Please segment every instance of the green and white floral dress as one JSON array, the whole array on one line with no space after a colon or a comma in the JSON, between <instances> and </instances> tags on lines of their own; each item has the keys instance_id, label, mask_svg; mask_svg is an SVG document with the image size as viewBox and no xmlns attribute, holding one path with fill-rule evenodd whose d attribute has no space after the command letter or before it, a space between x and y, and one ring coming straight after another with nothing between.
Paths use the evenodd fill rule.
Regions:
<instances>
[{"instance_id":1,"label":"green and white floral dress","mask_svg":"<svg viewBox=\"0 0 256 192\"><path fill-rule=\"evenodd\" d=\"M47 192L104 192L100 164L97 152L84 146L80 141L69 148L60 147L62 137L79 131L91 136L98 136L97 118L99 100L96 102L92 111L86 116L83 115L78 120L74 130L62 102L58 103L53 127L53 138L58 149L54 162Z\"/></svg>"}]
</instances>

___

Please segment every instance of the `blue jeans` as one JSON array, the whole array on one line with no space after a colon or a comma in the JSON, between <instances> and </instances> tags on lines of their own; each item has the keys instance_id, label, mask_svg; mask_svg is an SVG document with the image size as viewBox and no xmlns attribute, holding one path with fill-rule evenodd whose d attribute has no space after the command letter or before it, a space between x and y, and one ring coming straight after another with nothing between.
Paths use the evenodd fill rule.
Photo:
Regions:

___

• [Prompt]: Collect, in full, each row of the material above that contains the word "line".

• [Final result]:
Please segment every instance of the green and white floral dress as one JSON array, the whole array on one line with no space after a colon or a comma in the JSON, between <instances> and </instances> tags on lines of their own; each item has the keys instance_id, label, mask_svg; mask_svg is an SVG document with the image size as viewBox and no xmlns attribute, holding one path with fill-rule evenodd whose d attribute has no space after the command letter or before it, a space between x and y, and one ring coming straight after another with nothing between.
Please segment every instance of the `blue jeans` as one JSON array, the whole array on one line with no space after a colon or a comma in the JSON, between <instances> and </instances> tags on lines of their own; each item has the keys instance_id, label, mask_svg; mask_svg is an SVG document with the image size as viewBox and no xmlns attribute, holding one path with fill-rule evenodd whose d attribute has no space after the command letter or before it, a space between x and y, and one ring coming straight after another with nothing between.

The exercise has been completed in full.